* _KUTIPAN TEKS_
= = = = =

Thursday, December 28, 2017

Selaksa doa untuk Rais Bumi di Usia yang ke-5 tahun

Tanggal 29 Desember 2017 menjelang. Di tengah orang-orang hiruk-pikuk dengan nuansa tahun baru 2018. Rais Bumi pun bersiap menyambut hari kelahirannya dengan penuh syukur, suka cita dan pengharapan.

***

Saya mulai menyusun tulisan ini ketika jam di sudut kanan ponsel saya menunjukkan waktu pukul 23.04 Wita. Itu berarti kurang dari satu jam lagi roda waktu akan bergulir ke perbatasan malam dan siang. Berbeda dengan malam-malam sebelumnya, biasanya waktu tengah malam seperti ini saya sudah tertidur pulas di tempat tidur. Namun, malam ini saya sengaja melewatkannya dengan kedua mata terus terjaga. Saya ingin melewatkan detik-detik peralihan hari dengan jiwa penuh kesyukuran. Sebab ketika jarum panjang jam lewat sedikit dari jarum pendek yang menunjukkan angka dua belas, di momen itu anak ketiga sekaligus putra pertama saya yang bernama Rais Bumi genap berumur lima tahun.

Sebenarnya saya ingin menjadi orang pertama yang mengucapkan selamat ulang tahun kepada dia tapi saya tidak mungkin membangunkannya dari buaian mimpi tidurnya. Sebab kalaupun dia bangun, mungkin dia belum terlalu paham maksud doa yang saya panjatkan. Baginya ucapan ulang tahun adalah hadiah yang diberikan kepadanya. Dalam bentuk mainan ataupun ajakan berlibur. Padahal umur yang bertambah merupakan salah satu hadiah paling berharga dari Empunya kehidupan.

Muhammad Rais Bumi begitu nama yang saya dan ibunya pilihkan untuk dia. Nama yang mengandung selaksa doa untuk keberkahan hidupnya kelak. Nama yang harus selalu dijaga kesuciannya sepanjang hayat karena secara sengaja mencatut nama Manusia Pilihan di depan namanya. Identitas yang akan menegaskan kepada semua orang dan seluruh alam semesta apa agamanya dan siapa junjungannya.

= = = = =

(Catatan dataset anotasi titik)
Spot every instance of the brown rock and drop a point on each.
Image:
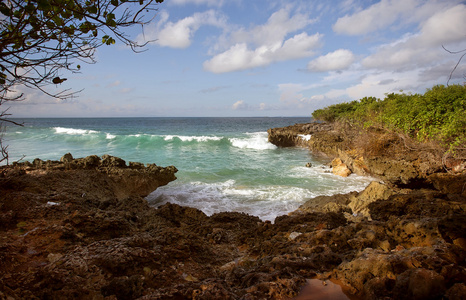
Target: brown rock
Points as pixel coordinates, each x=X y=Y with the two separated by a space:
x=373 y=192
x=339 y=168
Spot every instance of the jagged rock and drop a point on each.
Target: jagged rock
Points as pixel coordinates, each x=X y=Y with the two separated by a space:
x=373 y=192
x=339 y=168
x=67 y=158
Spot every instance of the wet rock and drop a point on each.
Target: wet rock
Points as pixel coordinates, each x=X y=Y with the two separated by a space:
x=419 y=284
x=373 y=192
x=339 y=168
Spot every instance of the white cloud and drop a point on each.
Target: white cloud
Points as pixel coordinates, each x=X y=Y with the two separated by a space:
x=265 y=44
x=180 y=34
x=240 y=105
x=385 y=13
x=277 y=27
x=199 y=2
x=240 y=57
x=334 y=61
x=423 y=49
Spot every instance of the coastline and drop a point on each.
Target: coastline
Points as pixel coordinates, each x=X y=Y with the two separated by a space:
x=68 y=231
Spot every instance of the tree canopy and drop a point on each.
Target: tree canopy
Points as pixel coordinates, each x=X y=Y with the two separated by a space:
x=40 y=38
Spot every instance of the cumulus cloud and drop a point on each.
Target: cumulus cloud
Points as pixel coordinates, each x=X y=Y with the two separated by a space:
x=334 y=61
x=198 y=2
x=266 y=44
x=424 y=48
x=180 y=34
x=385 y=13
x=240 y=105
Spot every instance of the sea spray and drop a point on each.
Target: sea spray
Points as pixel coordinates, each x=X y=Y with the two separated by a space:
x=225 y=164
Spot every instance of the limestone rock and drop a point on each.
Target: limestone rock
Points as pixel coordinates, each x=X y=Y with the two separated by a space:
x=373 y=192
x=339 y=168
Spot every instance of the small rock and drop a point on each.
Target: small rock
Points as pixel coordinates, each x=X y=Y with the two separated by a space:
x=294 y=235
x=67 y=158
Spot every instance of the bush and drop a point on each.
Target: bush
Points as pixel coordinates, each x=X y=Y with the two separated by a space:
x=437 y=115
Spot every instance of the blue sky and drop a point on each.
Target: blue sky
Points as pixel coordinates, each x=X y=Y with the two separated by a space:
x=265 y=58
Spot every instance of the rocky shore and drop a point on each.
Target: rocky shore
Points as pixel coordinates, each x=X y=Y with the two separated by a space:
x=81 y=229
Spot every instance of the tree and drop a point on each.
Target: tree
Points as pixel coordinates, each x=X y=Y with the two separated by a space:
x=39 y=38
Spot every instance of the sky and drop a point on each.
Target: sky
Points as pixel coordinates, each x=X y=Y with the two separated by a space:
x=237 y=58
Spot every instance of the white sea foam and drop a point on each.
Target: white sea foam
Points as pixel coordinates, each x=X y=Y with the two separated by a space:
x=266 y=202
x=256 y=140
x=192 y=138
x=305 y=137
x=73 y=131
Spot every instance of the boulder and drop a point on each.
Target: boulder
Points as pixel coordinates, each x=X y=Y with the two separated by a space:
x=373 y=192
x=339 y=168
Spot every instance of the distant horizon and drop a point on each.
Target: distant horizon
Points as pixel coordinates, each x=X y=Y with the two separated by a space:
x=206 y=117
x=240 y=58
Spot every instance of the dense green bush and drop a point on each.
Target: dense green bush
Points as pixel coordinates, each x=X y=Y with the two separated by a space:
x=438 y=115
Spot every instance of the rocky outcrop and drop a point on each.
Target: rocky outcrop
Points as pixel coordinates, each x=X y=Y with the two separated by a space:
x=81 y=229
x=111 y=174
x=364 y=152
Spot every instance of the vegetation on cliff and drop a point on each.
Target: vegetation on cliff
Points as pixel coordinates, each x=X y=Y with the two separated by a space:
x=438 y=115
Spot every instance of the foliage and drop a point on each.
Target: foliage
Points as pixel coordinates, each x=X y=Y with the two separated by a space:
x=439 y=114
x=40 y=37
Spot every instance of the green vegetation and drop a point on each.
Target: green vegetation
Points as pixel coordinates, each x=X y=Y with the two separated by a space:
x=39 y=39
x=438 y=115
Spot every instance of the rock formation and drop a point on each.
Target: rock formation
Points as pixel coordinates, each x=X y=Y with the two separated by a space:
x=81 y=229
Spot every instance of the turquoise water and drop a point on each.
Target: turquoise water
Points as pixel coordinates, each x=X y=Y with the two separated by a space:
x=225 y=164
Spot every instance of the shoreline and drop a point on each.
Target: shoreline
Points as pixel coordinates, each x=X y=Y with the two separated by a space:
x=69 y=232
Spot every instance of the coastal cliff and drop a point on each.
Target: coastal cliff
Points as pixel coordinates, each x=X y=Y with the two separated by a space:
x=81 y=229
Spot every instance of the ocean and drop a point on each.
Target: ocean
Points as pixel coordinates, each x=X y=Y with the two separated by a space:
x=225 y=164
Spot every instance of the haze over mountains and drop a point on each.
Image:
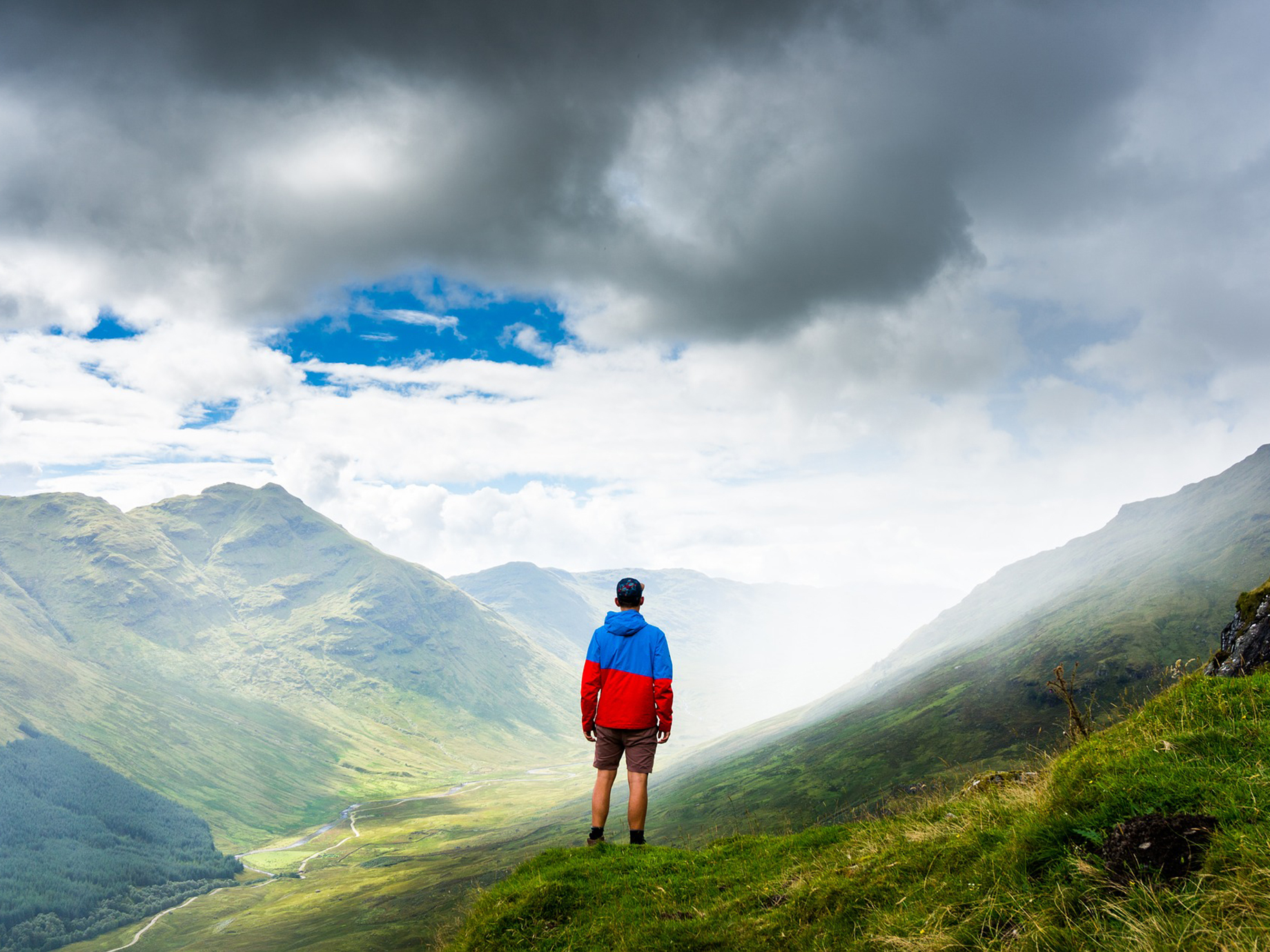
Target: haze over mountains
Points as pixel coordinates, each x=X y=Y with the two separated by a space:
x=742 y=651
x=1152 y=587
x=246 y=657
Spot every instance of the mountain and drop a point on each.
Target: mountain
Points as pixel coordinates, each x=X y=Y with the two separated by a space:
x=1044 y=860
x=246 y=657
x=741 y=651
x=968 y=690
x=84 y=849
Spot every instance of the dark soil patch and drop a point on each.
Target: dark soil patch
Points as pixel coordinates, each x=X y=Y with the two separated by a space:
x=1156 y=844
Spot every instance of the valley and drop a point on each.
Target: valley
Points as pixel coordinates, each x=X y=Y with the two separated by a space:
x=388 y=875
x=379 y=743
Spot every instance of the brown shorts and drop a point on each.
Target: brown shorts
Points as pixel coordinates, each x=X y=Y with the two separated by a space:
x=639 y=746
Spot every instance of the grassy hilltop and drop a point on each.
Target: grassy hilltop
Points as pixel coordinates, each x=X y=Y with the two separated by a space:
x=999 y=866
x=968 y=690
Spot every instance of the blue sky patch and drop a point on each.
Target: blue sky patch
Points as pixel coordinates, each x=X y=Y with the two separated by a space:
x=441 y=321
x=208 y=414
x=111 y=328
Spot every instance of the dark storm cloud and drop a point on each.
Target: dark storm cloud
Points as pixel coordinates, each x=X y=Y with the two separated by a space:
x=719 y=168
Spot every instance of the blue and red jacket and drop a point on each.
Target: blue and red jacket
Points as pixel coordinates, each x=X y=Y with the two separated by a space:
x=627 y=680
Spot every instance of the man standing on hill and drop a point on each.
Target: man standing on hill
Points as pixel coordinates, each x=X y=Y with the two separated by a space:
x=627 y=704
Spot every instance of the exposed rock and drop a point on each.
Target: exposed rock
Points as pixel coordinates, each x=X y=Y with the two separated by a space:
x=992 y=780
x=1157 y=844
x=1246 y=640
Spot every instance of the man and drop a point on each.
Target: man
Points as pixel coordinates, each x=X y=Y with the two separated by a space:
x=627 y=705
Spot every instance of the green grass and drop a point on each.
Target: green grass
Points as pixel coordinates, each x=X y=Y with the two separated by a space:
x=1014 y=867
x=391 y=888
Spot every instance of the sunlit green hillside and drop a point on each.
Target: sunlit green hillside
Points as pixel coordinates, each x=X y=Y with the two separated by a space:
x=1019 y=864
x=246 y=657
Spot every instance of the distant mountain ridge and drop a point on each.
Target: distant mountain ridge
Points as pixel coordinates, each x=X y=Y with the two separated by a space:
x=968 y=690
x=246 y=657
x=741 y=651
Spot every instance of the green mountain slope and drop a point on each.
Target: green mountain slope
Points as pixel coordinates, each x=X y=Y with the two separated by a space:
x=246 y=657
x=84 y=849
x=1024 y=864
x=1152 y=587
x=736 y=645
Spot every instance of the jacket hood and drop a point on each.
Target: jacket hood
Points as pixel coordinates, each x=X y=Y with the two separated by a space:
x=624 y=624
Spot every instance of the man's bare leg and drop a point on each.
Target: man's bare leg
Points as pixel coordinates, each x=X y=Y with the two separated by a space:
x=638 y=806
x=601 y=793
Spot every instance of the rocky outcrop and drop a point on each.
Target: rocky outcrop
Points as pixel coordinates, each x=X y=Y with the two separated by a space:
x=1169 y=847
x=1246 y=640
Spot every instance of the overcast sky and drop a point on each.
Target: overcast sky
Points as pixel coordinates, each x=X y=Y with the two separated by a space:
x=881 y=295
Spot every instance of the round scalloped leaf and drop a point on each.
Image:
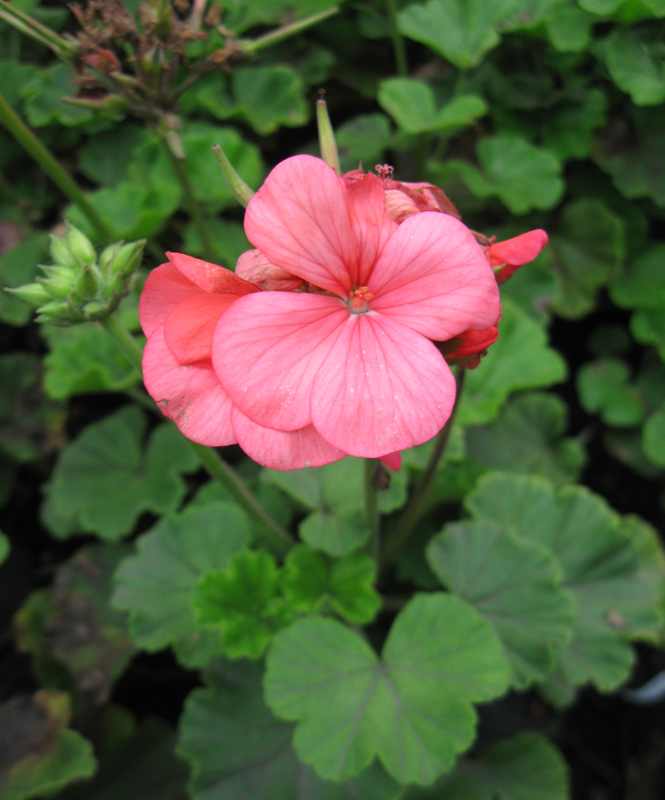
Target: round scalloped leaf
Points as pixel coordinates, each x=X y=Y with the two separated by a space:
x=600 y=566
x=413 y=708
x=526 y=767
x=514 y=584
x=238 y=750
x=157 y=584
x=519 y=359
x=105 y=480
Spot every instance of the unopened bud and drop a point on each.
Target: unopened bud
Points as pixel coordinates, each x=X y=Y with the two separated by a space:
x=79 y=245
x=32 y=293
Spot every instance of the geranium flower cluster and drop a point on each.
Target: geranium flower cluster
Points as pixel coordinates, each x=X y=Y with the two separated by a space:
x=326 y=339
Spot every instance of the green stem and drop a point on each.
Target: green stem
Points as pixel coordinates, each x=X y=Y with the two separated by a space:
x=217 y=467
x=227 y=478
x=47 y=161
x=411 y=513
x=398 y=42
x=63 y=48
x=372 y=507
x=286 y=31
x=178 y=166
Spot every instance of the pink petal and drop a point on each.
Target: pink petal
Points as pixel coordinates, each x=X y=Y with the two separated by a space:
x=283 y=449
x=371 y=223
x=433 y=277
x=191 y=396
x=299 y=220
x=382 y=388
x=516 y=252
x=210 y=277
x=253 y=266
x=164 y=289
x=392 y=460
x=189 y=327
x=267 y=348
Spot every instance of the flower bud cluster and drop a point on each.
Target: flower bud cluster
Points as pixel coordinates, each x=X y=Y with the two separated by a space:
x=80 y=286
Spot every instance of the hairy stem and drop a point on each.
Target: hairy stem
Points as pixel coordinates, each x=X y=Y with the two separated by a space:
x=178 y=166
x=219 y=470
x=411 y=513
x=51 y=166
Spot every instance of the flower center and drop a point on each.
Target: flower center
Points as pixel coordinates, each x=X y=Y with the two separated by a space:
x=358 y=300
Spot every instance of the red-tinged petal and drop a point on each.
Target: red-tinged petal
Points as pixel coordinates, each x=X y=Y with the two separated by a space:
x=516 y=252
x=253 y=266
x=382 y=388
x=268 y=347
x=474 y=342
x=164 y=289
x=370 y=221
x=189 y=395
x=283 y=449
x=189 y=327
x=211 y=277
x=299 y=220
x=433 y=277
x=392 y=460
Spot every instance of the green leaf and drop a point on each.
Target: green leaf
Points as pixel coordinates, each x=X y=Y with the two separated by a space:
x=228 y=241
x=84 y=358
x=525 y=767
x=244 y=601
x=527 y=437
x=411 y=104
x=586 y=251
x=43 y=99
x=519 y=359
x=603 y=388
x=18 y=266
x=523 y=176
x=157 y=584
x=600 y=567
x=104 y=480
x=238 y=749
x=413 y=709
x=363 y=140
x=514 y=585
x=100 y=649
x=42 y=755
x=641 y=282
x=4 y=547
x=634 y=68
x=312 y=582
x=460 y=30
x=653 y=437
x=334 y=493
x=569 y=29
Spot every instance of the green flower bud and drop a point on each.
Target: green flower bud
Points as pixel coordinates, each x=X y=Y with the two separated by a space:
x=80 y=246
x=32 y=293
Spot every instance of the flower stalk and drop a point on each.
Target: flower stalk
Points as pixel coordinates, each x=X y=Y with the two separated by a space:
x=51 y=166
x=411 y=513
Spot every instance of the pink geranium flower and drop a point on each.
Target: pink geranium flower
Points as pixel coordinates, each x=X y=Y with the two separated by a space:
x=328 y=349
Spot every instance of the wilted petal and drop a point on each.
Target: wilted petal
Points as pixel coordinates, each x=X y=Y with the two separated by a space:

= = = = =

Bisakah Anda melanjutkan tulisan tentang ulang tahun kelima Rais Bumi, mulai setelah kalimat terakhir yang tercantum?

Waktu menunjukkan jam 12 kurang empat menit. Dalam hitungan detik umur rais terus bertambah. Tidak terasa usianya kini sudah menginjak angka 5 tahun. Di sunyinya malam, seraya mengucap syukur saya ingin mengetuk pintu langit agar berkenan selalu memberkahi umur Rais Bumi. Senantiasa Melindungi dirinya dalam menapaki keras, berkelok dan terjalnya kehidupan. Semoga Rais Bumi kelak menjadi anak yang sholeh, menjadi qurrota a'yun-penyejuk jiwa- orang tuanya. Menjadi anak yang selalu diliputi keberanian dalam menegakkan panji Islam terus berkibar.

Di penghujung malam, tak ada yang melihat diam-diam saya mengecup kening Rais Bumi yang masih terlelap. Selamat panjang umur sang cahaya mataku.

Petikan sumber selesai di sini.